* Source passage *
>> Start

Controlling the amount of paperwork is one thing, but managing the ability to generate more is another. This also includes digital forms. Effective ERM attempts to control creation of documents that may not add value to information or are duplicate. Retaining the records is important, however, so whatever program or method used must not be faulty or ineffective, otherwise there could be trouble with lost records and so forth.

The Preservation Effort is Continuous

Keeping records, like doing your taxes, is an ongoing process and one that can be continuously improved over time, either through internal processes or new program implementation (software).

Safeguarding vital data is important for nearly any organization, public or private. Comprehensive programs for protecting these important records from danger or disaster is essential because every organization is vulnerable to losses like this. Functioning as part of the records management program, vital records programs preserve integrity and confidentiality of the most sensitive data. They also keep these information assets safe according to a record protection plan.

Preserving the corporate memory or organization’s history is also important. An organization's data contains its institutional record, an asset important to the integrity of the institution but often overlooked by its various members. Each business day, records are created that could become templates or catalysts for future decisions or important plans. The records document the activities of your organization and may provide insight for future teams. They may also lead to other innovations.

Compliance and Legal Safeguards

Much of the records retention efforts made by companies or organizations have to do with compliance or avoiding lawsuits. Legal teams are often heavily involved in making recommendations on records management.

>> End

Location labeling records
>> Start

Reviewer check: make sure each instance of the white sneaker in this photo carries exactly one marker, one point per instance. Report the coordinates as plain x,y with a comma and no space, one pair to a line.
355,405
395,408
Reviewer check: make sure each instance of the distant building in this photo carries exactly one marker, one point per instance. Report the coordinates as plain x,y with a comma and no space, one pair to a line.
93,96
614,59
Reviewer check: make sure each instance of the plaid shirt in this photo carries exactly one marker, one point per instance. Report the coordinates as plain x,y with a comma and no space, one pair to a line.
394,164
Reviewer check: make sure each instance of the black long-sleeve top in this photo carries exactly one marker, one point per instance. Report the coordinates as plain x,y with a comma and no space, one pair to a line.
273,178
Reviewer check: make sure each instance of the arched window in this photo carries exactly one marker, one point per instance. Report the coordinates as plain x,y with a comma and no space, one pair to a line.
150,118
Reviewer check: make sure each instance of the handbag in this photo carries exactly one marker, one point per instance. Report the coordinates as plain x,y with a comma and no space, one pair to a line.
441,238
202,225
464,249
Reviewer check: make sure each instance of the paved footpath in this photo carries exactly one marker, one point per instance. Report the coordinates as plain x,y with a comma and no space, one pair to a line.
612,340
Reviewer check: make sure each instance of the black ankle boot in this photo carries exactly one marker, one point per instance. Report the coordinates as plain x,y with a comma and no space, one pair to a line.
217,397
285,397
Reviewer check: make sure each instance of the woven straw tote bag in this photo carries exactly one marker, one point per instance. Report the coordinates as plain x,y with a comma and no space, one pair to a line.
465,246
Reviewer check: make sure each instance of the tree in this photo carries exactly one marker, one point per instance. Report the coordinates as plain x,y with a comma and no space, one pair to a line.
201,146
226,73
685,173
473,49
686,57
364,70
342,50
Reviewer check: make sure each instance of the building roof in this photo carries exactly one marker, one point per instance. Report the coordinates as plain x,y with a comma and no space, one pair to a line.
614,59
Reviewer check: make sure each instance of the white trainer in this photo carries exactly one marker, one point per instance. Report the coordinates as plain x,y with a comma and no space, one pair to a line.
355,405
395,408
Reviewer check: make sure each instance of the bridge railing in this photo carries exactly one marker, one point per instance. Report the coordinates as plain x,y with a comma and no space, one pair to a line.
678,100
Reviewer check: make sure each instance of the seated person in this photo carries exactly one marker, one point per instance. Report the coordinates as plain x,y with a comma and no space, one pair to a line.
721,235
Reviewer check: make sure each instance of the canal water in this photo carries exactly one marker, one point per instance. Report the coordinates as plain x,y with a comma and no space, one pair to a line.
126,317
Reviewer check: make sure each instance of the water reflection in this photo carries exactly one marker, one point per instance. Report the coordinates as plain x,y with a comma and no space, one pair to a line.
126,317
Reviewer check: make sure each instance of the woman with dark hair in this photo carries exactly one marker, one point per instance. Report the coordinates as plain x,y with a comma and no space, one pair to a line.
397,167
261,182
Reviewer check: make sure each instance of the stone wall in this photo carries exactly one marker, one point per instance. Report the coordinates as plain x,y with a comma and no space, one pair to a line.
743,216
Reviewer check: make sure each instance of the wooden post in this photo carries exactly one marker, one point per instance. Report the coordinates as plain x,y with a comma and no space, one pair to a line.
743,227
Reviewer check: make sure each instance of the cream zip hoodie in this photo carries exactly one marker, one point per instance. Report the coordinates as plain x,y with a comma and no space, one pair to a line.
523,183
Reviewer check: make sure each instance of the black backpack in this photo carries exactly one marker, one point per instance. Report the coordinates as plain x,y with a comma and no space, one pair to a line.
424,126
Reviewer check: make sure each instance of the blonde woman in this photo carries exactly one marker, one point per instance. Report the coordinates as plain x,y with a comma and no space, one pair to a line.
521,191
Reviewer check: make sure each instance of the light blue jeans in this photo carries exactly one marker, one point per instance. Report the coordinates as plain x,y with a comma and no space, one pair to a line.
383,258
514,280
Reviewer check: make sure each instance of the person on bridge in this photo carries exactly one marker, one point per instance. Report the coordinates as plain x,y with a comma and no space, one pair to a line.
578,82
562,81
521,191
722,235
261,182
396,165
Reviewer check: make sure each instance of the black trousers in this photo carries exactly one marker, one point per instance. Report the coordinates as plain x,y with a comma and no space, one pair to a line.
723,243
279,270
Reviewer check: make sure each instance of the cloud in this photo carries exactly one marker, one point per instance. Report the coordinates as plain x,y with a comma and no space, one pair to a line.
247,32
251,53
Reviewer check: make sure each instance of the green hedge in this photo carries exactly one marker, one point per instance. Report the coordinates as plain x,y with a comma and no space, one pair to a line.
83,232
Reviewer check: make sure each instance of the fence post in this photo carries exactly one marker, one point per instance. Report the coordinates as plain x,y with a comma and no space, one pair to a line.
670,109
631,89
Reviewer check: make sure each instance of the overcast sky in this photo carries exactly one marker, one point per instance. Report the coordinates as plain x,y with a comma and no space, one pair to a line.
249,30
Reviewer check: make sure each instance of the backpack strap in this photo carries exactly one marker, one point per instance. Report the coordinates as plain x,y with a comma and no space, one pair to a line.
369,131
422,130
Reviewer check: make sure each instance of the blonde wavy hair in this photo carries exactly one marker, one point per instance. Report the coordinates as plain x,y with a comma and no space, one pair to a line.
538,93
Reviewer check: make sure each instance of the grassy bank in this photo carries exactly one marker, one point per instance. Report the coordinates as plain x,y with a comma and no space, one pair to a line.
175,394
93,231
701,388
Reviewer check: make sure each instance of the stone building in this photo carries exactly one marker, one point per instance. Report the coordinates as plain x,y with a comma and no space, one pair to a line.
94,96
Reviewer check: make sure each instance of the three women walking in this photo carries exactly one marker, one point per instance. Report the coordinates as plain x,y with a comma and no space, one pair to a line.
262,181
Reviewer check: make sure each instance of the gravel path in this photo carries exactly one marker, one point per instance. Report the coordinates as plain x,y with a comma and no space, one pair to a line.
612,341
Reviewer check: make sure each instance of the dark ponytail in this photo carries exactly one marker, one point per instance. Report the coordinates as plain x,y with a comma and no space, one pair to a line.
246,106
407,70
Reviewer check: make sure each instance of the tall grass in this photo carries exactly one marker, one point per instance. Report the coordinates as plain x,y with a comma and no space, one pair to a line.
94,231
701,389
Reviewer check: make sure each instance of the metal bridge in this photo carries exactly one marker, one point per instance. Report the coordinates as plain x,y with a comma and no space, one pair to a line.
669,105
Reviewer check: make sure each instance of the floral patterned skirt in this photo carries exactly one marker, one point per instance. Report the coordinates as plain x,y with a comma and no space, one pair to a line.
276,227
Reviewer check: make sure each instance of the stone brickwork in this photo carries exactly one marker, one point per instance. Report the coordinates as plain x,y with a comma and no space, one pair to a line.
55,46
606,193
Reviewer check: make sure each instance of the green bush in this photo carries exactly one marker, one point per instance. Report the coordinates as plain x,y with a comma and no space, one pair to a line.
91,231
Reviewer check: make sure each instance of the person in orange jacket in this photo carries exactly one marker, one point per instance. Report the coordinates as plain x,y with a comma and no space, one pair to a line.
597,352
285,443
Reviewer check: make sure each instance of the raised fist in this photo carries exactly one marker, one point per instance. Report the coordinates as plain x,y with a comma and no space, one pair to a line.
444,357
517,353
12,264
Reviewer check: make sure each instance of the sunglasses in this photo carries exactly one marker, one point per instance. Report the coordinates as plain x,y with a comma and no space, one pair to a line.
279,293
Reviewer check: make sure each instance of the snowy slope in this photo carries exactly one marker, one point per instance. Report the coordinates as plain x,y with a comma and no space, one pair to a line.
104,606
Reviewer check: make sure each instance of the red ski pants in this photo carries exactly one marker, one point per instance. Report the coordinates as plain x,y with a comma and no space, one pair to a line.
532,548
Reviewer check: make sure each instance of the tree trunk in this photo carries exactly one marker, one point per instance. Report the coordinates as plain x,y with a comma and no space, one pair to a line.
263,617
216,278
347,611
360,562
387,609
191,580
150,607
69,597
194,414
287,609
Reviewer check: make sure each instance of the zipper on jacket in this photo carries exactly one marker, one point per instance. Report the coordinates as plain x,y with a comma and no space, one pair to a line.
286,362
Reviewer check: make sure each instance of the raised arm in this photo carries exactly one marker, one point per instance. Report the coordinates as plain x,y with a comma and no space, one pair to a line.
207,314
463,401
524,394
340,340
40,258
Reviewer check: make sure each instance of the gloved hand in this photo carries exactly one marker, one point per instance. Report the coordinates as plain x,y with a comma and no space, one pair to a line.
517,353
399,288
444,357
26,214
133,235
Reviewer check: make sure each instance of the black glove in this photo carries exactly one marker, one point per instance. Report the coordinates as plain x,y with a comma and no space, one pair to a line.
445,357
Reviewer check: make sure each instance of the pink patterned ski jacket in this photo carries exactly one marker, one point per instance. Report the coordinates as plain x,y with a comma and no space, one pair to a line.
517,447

>> End

* Problem 1 *
Please return the records management passage verbatim from "Keeping records, like" to "program implementation (software).".
* Problem 2 *
In the records management passage, what do vital records programs preserve?

* Task solution 1 *
Keeping records, like doing your taxes, is an ongoing process and one that can be continuously improved over time, either through internal processes or new program implementation (software).

* Task solution 2 *
They preserve the integrity and confidentiality of the most sensitive data.